— begin EXTRACT TO READ —

In some circumstances, one may still be considered a UM insured even though he is properly excluded under liability coverage. Such could happen if a policy has separate exclusions for its liability and UM sections, and the exclusions differ. This may also lead to more UM coverage than liability coverage mentioned earlier.
In Green v. Johnson, (La.10/15/14); 149 So.3d 766, a driver of a motorcycle was not considered an insured under the liability section of the policy due to specific liability exclusions. However, the UM section of the policy had its own exclusions with different language that did not exclude the motorcyclist from UM. Therefore, the court found that he was still considered a UM insured even though he was properly excluded under liability.

— end EXTRACT TO READ —

- _TASK LIST_:
(a) According to the passage on uninsured motorist coverage, what kind of vehicle was the driver operating in Green v. Johnson?
(b) Reproduce verbatim the portion of the passage on uninsured motorist coverage starting at "In some circumstances, one" and ending at "excluded under liability.".
(c) Extend the passage on uninsured motorist coverage beyond its final sentence.

— begin DATA ROWS —

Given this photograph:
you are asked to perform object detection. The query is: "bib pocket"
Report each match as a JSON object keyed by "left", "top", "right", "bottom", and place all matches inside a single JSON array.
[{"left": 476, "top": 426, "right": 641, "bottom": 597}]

— end DATA ROWS —
— begin DATA ROWS —

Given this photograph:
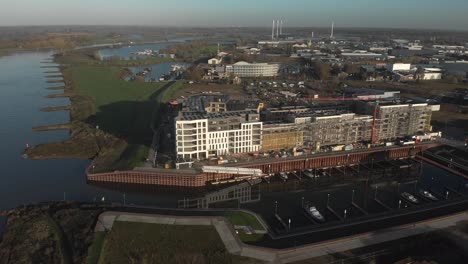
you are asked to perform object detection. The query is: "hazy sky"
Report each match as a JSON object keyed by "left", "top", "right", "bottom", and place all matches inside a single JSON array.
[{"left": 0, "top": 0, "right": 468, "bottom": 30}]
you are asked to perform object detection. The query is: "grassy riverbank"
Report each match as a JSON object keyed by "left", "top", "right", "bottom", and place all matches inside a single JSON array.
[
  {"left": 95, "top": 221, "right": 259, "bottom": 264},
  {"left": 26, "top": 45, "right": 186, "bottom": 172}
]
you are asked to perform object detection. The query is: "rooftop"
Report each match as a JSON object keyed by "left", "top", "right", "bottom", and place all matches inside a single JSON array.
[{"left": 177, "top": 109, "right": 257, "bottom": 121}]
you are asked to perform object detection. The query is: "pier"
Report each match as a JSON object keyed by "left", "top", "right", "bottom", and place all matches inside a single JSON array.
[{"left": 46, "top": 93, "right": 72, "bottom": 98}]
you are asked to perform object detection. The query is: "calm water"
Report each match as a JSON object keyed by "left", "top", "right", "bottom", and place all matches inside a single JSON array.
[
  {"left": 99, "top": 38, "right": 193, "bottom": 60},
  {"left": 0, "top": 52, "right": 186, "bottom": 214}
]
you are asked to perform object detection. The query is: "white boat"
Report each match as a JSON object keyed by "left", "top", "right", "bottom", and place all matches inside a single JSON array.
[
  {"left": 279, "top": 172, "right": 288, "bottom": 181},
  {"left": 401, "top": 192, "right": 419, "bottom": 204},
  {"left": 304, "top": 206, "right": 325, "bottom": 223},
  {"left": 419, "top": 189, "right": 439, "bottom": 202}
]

— end DATA ROWS —
— begin DATA ROWS —

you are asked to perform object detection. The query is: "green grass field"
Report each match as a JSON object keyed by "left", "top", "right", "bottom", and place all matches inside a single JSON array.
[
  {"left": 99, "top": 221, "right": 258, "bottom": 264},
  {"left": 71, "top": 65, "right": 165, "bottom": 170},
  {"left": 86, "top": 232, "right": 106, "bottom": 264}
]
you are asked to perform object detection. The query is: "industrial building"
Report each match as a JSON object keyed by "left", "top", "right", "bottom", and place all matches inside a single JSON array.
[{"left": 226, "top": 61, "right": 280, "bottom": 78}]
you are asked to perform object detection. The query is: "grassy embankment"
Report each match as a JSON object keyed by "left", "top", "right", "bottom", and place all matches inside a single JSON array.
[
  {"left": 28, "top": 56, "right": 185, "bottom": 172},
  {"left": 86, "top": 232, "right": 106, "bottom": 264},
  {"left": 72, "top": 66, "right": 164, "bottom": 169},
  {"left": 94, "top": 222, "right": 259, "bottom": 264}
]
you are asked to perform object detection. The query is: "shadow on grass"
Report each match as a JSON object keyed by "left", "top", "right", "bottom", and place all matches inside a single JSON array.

— end DATA ROWS —

- _EXPECTED OUTPUTS_:
(a) A motorcycle.

(b)
In some circumstances, one may still be considered a UM insured even though he is properly excluded under liability coverage. Such could happen if a policy has separate exclusions for its liability and UM sections, and the exclusions differ. This may also lead to more UM coverage than liability coverage mentioned earlier.
In Green v. Johnson, (La.10/15/14); 149 So.3d 766, a driver of a motorcycle was not considered an insured under the liability section of the policy due to specific liability exclusions. However, the UM section of the policy had its own exclusions with different language that did not exclude the motorcyclist from UM. Therefore, the court found that he was still considered a UM insured even though he was properly excluded under liability.

(c)
In Elliott v Holmes, (La. App. 5 Cir. 11/19/15), 179 So. 3d 831, 838, reh’g denied (Dec. 4, 2015), a plaintiff worked for car dealership and was driving a customer’s car to the shop for service when he was rear-ended. The plaintiff filed suit against the customer’s UM carrier. The customer’s policy provided liability and UM coverage with limits of $500,000 per person, but had an exclusion limiting liability coverage to minimum limits ($15,000) for anyone while servicing the vehicle. Because the UM section of the policy had its own exclusions, which differed from the liability section by not having the same exclusion language, the reduction did not apply.
So, the statement of law in Filipski (no UM if not liability insured) still applies, but only if the same means of exclusion apply to the entire policy, including liability and UM sections.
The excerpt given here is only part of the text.